What needs to be done
Rewrite the stretch of the market commentary from "That’s just wrong." through "going to zero.", substituting "Great Slump" for every "Great Depression".

Extracted text
--

That’s just wrong. It won’t even be close.
The Great Depression was a different beast.
From peak to trough, the Great Depression draw-down in the Dow Jones Industrial Average was -90%. Basically, everything was on the verge of going to zero.
(Get ready for my amateur charting skills…)
The Great Depression (1929 – 1932)

Some people are pointing to the first leg of the decline from the Great Depression (-50% ; see first circle in chart above), saying this is what we’re seeing now in March 2020, and that we have much further to fall after the recent “relief rally” that saw +20% gains from lows.
Those same people are also referencing this Boom/Bust Cycle chart below, saying with utmost confidence that we’re still currently at the “Return to normal” point near the top, and not near the point of greatest “Despair”. That’s plain wrong. These are very misguided people. We’re not heading into a multi-year period of slow death in the stock market.

Sure, we might fall further from here. But it won’t be a significant fall. No way.
Back to the Great Depression…
Why was it so bad from 1929 – 1932 (-90% Draw-down)?

--

Supplied records
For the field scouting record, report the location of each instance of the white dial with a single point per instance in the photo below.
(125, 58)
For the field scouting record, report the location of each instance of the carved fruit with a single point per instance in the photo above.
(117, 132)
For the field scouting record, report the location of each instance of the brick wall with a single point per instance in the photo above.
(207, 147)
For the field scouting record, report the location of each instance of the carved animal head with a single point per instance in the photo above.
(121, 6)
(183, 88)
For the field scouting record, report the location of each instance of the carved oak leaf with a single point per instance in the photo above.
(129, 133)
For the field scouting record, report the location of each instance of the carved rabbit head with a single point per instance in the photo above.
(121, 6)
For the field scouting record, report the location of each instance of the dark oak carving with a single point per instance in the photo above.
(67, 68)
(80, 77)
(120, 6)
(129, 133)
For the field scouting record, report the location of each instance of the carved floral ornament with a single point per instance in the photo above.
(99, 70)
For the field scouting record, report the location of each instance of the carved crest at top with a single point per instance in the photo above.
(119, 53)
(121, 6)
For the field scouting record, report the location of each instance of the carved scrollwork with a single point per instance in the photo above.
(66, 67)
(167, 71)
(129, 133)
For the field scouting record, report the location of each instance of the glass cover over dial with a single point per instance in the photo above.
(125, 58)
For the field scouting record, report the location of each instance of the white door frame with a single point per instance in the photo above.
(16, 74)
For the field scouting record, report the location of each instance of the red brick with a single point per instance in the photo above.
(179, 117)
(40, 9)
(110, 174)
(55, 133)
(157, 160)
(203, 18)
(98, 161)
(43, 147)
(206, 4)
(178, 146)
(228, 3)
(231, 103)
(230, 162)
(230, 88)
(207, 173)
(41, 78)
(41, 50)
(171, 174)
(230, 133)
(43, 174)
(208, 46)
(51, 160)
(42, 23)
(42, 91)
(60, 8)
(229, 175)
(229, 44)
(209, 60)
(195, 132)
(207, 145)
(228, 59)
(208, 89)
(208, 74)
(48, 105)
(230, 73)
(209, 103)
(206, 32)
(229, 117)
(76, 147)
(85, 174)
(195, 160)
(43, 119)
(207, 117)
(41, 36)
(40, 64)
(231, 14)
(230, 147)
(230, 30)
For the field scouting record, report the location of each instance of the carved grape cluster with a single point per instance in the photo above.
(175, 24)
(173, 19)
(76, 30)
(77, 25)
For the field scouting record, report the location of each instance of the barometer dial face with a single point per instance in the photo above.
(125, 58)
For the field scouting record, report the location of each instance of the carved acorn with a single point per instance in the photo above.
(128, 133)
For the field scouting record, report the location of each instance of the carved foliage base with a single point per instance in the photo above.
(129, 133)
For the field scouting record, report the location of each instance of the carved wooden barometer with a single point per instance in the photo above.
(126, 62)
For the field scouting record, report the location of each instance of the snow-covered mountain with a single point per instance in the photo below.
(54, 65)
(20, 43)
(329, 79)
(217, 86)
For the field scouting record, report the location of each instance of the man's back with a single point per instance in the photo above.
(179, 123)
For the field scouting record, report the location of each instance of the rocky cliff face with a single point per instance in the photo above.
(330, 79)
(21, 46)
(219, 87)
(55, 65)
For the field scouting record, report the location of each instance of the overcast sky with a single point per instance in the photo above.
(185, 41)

--

Your response
That’s just wrong. It won’t even be close.
The Great Slump was a different beast.
From peak to trough, the Great Slump draw-down in the Dow Jones Industrial Average was -90%. Basically, everything was on the verge of going to zero.